● DATA ROWS
— BEGIN —
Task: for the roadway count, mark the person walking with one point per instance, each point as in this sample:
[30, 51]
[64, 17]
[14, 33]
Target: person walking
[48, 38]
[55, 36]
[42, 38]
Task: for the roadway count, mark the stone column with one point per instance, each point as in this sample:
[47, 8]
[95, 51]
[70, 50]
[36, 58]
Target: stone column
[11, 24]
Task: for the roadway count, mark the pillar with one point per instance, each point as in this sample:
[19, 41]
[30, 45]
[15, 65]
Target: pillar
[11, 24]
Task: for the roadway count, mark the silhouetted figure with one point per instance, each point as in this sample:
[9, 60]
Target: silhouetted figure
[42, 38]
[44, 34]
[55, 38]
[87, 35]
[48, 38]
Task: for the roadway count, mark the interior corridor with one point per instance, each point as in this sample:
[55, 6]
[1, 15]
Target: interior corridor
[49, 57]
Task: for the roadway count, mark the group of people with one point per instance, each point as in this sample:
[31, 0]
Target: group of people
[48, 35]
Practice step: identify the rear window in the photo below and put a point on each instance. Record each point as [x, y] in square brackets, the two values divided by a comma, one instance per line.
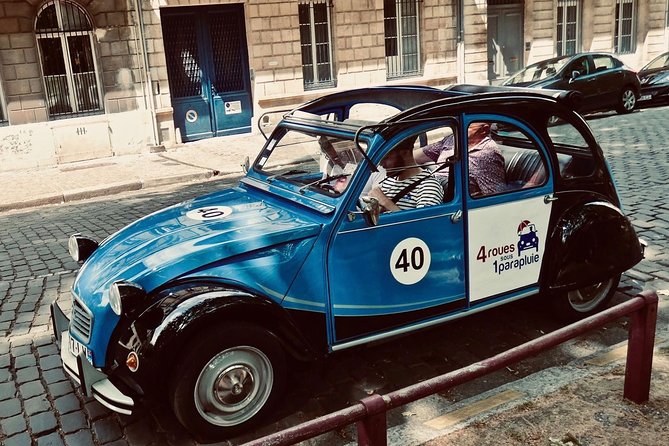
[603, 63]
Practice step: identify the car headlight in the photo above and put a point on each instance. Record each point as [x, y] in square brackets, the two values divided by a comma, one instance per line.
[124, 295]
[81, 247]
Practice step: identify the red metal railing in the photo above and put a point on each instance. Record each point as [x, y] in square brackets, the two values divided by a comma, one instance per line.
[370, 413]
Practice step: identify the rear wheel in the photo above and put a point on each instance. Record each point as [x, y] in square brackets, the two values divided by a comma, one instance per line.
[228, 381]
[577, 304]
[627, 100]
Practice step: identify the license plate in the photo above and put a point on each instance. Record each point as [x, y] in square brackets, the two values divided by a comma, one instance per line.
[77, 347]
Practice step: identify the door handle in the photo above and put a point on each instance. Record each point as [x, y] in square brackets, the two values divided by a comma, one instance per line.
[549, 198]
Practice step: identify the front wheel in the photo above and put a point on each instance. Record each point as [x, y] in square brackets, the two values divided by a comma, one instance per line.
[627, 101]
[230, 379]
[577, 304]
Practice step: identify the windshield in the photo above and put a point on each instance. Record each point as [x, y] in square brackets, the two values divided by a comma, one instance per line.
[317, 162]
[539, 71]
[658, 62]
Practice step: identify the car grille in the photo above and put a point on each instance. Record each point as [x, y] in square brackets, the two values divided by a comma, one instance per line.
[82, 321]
— END —
● TASK
Reproduce, character for character, the stretch of the records from the line that contains "Practice step: identify the car grille" through the end of the records.

● ANSWER TO THE TASK
Practice step: identify the car grille in the photo above and put a point on each instance. Record each point as [x, y] in square brackets, the two values divided by a comma, one instance per line.
[82, 321]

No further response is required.